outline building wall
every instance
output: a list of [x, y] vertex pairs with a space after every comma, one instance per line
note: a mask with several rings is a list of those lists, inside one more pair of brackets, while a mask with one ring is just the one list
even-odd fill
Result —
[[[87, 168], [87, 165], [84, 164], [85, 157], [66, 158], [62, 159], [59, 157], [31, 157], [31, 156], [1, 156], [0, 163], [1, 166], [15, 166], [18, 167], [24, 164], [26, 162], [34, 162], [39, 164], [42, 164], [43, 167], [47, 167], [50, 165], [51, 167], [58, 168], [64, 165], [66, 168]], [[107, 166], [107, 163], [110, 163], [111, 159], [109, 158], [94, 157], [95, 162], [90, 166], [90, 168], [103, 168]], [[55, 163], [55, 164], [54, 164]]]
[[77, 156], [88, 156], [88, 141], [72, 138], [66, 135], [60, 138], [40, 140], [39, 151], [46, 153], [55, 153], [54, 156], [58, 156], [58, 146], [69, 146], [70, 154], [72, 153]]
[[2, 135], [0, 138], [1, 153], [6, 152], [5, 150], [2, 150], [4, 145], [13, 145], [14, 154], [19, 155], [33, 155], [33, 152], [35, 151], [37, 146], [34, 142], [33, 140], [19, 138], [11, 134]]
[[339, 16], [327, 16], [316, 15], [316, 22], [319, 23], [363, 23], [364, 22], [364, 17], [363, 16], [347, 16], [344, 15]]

* [Description of the task] Return every line of the rows that contains the word "instance", matching case exactly.

* [Output of the task]
every instance
output: a list of [x, y] vertex pairs with a space after every comma, one instance per line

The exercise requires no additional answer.